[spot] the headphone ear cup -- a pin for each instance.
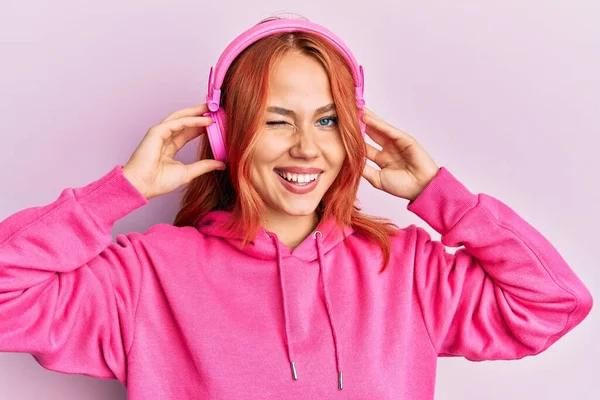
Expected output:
(216, 134)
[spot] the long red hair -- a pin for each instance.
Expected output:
(244, 90)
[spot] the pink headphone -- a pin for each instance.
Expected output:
(216, 131)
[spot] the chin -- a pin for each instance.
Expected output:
(296, 209)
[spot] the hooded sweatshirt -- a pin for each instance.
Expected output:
(188, 313)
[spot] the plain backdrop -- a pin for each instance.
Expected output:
(505, 94)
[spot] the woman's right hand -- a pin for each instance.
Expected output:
(152, 169)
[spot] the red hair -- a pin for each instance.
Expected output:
(244, 90)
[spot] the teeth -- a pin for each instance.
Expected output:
(299, 178)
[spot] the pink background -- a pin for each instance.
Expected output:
(503, 93)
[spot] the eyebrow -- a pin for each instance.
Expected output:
○ ○ ○
* PROBLEM DESCRIPTION
Everything above from the line with "[spot] the chin -- a pin for each instance." to the line with "[spot] the pink background", both included, must be repeated exactly, and nothing outside that range.

* WRITTEN SOLUTION
[spot] the chin -- a pin for each instance.
Expected output:
(296, 209)
[spot] the hooded sweatshirt -- a pin for each instance.
Expected output:
(188, 313)
[spot] the plain backdrop -- a pin for each instance.
Expected output:
(505, 94)
[spot] the woman's right hand -- a pin for each instance.
Expected output:
(152, 169)
[spot] the red hair -- a pin for each instance.
Expected output:
(244, 90)
[spot] the teeth -- a pin for each instance.
Expected output:
(299, 178)
[spot] the pink background -- a pin for each instance.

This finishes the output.